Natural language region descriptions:
- - - - - - -

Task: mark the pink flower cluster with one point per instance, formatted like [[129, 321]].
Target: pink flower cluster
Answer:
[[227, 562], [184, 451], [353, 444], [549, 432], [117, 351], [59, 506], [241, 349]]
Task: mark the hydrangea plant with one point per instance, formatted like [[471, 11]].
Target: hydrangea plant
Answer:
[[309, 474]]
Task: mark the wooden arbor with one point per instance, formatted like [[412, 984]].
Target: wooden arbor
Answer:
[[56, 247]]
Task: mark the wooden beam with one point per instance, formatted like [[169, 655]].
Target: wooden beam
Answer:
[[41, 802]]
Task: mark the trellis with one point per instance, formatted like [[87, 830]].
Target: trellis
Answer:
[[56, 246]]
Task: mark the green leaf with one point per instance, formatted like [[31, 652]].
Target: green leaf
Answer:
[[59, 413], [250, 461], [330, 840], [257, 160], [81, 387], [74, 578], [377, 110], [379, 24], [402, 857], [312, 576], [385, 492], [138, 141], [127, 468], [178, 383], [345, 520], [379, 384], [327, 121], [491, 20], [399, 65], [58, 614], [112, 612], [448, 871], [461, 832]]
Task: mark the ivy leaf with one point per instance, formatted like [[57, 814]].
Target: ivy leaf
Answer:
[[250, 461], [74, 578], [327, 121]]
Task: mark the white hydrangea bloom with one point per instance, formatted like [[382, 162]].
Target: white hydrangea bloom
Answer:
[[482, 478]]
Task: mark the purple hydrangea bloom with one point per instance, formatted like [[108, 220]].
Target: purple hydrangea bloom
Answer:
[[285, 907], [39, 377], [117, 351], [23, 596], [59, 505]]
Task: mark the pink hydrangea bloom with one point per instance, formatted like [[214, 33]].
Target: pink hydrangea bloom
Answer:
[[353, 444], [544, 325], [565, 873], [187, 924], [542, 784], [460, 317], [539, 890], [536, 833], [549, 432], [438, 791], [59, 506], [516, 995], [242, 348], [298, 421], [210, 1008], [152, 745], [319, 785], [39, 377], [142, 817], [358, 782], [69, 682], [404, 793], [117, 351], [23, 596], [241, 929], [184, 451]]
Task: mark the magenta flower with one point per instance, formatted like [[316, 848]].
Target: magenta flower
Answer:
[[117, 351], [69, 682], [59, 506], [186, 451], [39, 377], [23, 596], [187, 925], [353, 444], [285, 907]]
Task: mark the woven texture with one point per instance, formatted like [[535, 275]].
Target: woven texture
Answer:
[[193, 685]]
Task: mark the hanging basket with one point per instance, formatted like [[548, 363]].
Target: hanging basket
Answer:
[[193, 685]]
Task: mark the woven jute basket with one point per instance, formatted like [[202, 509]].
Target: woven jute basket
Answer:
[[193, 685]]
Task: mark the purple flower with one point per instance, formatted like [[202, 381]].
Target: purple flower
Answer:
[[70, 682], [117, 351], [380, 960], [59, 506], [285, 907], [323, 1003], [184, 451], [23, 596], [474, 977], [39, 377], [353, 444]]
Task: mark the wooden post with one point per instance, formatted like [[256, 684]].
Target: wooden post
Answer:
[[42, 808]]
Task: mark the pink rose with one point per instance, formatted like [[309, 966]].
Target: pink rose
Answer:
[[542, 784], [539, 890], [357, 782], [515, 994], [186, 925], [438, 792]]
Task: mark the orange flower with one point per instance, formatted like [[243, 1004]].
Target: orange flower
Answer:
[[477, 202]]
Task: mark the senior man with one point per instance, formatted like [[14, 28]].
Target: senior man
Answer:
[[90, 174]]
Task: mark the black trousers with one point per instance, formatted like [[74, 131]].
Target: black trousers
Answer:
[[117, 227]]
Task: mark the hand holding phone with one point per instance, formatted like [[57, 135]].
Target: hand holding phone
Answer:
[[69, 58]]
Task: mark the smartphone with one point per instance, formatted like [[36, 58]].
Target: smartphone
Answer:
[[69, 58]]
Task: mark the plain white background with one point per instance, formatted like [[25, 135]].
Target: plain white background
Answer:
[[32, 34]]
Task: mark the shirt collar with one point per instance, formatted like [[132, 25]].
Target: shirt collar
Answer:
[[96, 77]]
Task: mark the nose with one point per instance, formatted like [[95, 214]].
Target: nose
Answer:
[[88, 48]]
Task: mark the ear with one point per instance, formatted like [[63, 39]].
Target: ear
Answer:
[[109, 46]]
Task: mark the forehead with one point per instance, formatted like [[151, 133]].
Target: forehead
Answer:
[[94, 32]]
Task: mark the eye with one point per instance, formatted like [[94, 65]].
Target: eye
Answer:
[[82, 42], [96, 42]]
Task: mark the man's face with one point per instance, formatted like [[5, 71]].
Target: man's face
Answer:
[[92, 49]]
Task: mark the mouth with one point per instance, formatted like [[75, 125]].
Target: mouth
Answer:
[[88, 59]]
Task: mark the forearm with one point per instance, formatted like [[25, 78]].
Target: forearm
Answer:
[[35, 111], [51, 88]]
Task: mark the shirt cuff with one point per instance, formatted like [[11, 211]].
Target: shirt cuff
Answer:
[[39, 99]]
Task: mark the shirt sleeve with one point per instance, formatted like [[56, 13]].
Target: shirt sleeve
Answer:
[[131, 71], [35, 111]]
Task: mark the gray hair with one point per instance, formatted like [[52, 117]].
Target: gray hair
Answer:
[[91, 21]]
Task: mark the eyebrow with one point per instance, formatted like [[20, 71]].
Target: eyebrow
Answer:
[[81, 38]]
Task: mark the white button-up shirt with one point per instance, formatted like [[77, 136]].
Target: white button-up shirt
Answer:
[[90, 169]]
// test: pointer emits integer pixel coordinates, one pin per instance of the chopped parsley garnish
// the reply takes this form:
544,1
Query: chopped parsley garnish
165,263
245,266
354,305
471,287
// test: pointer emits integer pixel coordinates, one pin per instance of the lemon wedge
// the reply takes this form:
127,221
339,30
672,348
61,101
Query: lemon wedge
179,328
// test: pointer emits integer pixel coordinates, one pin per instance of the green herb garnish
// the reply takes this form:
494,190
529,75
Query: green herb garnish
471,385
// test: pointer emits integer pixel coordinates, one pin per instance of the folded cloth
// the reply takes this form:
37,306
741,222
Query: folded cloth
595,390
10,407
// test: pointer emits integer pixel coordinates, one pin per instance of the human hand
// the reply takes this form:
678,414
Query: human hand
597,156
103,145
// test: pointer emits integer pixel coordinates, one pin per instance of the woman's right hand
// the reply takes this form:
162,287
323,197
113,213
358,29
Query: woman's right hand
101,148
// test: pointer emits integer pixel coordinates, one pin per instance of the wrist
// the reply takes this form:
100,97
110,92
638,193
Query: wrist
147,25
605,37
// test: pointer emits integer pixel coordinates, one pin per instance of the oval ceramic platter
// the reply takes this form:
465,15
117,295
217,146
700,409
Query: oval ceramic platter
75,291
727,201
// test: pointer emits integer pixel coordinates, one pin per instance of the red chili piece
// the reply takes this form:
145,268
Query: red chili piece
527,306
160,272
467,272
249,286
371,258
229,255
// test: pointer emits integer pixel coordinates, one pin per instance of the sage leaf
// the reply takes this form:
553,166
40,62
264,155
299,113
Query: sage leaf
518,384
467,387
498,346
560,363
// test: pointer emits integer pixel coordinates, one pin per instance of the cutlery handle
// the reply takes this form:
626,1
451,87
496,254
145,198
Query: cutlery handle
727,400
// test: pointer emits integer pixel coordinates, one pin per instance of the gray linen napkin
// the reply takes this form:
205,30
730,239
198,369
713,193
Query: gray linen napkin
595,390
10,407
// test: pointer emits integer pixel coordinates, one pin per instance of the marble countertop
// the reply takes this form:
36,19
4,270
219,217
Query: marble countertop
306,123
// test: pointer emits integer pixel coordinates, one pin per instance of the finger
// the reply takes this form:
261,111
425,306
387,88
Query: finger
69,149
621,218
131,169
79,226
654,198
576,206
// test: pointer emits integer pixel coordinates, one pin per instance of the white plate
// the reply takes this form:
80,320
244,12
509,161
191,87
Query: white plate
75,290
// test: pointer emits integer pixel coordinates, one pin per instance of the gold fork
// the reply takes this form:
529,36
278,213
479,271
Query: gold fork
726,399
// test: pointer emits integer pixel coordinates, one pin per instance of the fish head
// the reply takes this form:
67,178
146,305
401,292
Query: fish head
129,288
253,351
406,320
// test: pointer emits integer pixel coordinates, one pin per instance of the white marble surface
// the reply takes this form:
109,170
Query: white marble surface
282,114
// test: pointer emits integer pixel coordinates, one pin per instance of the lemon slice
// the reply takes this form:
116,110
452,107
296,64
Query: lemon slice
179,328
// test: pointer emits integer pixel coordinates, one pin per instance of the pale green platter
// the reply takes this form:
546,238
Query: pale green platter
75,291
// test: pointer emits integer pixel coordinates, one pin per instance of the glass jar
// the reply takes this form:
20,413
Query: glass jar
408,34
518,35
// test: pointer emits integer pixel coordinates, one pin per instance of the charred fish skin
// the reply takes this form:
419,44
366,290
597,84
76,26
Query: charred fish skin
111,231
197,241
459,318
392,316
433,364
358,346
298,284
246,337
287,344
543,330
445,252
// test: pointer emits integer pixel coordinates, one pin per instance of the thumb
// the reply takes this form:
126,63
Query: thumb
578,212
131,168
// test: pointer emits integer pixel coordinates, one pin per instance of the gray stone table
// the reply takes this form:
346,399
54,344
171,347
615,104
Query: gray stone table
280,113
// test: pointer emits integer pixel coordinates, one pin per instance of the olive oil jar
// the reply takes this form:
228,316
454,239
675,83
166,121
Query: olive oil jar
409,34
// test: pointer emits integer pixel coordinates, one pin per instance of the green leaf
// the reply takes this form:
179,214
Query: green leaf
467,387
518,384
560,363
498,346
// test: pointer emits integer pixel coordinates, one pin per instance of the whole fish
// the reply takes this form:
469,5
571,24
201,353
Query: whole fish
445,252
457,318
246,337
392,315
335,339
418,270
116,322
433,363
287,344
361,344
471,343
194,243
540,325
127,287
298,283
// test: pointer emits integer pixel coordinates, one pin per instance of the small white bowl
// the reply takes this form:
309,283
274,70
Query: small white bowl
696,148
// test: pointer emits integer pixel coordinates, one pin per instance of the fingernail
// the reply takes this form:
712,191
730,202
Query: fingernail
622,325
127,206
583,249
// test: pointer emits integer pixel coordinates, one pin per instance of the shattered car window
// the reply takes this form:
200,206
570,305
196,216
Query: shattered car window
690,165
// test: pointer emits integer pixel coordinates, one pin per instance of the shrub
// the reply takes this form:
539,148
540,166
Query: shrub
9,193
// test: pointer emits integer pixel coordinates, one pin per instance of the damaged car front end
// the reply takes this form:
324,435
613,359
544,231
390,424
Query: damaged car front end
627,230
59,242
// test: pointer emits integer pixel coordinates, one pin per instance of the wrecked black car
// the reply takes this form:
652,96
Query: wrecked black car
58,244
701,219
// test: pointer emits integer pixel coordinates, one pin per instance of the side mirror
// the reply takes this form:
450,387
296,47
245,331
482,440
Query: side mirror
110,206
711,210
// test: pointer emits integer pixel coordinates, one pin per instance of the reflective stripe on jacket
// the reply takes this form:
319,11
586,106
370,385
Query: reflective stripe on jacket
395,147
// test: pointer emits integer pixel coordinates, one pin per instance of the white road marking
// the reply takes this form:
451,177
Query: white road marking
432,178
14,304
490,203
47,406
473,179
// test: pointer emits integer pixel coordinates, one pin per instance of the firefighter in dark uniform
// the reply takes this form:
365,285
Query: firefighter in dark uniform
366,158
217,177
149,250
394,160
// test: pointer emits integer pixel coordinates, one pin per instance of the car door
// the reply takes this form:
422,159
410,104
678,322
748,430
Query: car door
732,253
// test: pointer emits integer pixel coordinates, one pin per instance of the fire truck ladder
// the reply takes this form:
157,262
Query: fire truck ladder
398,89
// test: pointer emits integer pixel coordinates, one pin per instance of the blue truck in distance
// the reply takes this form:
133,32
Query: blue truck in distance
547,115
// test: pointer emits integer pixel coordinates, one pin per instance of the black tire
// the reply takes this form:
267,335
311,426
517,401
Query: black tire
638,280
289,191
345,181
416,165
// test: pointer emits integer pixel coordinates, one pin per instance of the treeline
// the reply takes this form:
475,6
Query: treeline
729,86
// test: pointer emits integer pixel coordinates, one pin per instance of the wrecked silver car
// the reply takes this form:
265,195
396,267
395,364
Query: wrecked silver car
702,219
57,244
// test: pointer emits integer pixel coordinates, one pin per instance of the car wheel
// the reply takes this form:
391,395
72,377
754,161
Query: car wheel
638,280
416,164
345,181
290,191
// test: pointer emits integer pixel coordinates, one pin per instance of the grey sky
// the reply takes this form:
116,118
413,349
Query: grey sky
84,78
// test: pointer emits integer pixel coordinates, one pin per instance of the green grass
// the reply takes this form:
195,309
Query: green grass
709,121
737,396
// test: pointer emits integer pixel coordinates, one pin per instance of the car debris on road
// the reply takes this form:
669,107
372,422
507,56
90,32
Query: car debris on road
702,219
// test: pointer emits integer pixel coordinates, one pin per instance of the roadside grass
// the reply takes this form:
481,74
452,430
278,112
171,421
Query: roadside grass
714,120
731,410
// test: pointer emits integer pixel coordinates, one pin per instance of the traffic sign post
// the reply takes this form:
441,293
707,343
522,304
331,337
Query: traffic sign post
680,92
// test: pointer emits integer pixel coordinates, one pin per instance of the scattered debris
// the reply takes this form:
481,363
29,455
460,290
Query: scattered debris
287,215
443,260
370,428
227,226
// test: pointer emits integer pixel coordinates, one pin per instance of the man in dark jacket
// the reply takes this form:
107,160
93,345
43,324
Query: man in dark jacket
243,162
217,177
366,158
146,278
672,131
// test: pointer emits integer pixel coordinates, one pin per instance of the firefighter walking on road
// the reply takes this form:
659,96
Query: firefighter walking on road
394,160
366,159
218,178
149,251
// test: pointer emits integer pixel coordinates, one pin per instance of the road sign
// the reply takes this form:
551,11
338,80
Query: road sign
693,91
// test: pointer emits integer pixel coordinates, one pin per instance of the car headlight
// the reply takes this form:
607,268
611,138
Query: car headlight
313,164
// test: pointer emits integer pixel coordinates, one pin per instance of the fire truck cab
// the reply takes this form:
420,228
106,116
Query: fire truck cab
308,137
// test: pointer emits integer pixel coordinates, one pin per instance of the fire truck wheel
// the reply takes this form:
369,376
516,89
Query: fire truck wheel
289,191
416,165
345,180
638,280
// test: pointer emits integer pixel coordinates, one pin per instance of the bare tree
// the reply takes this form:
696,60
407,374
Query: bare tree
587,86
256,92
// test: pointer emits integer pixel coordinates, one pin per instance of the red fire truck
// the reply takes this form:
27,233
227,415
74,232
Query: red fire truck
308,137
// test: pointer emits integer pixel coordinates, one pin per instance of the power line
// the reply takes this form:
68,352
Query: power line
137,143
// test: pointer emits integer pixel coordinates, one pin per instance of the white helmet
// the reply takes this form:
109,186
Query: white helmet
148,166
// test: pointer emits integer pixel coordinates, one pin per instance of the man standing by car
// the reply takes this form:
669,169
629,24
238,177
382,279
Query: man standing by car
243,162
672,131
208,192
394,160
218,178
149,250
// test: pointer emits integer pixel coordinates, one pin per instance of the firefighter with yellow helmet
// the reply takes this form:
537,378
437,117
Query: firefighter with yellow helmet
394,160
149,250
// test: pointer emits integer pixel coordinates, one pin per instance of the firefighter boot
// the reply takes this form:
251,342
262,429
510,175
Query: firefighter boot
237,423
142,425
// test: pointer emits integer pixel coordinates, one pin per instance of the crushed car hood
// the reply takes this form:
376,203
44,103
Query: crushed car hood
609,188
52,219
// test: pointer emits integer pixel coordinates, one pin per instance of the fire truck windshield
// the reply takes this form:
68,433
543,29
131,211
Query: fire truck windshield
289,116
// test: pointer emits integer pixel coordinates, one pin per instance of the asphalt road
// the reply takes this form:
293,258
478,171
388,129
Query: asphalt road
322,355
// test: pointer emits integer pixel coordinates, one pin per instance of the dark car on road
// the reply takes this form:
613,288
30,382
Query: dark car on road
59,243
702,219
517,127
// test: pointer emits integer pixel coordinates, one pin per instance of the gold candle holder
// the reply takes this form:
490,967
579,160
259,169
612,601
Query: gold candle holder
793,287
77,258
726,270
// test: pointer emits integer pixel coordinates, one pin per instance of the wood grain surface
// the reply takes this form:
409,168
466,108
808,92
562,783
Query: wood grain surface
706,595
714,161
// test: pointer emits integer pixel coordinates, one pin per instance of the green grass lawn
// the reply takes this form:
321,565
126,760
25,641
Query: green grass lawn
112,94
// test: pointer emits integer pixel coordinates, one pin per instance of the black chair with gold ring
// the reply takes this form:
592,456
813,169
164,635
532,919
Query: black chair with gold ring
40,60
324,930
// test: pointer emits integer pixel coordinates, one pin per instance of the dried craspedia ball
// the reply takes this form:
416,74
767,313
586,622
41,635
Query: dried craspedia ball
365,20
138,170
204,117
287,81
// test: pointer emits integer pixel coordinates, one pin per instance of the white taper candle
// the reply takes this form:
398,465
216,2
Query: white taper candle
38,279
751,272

- - - - - - -

◆ What to do ◆
One number makes up the answer: the number of lines among the entries that include the word "nose".

◆ Answer for the task ◆
2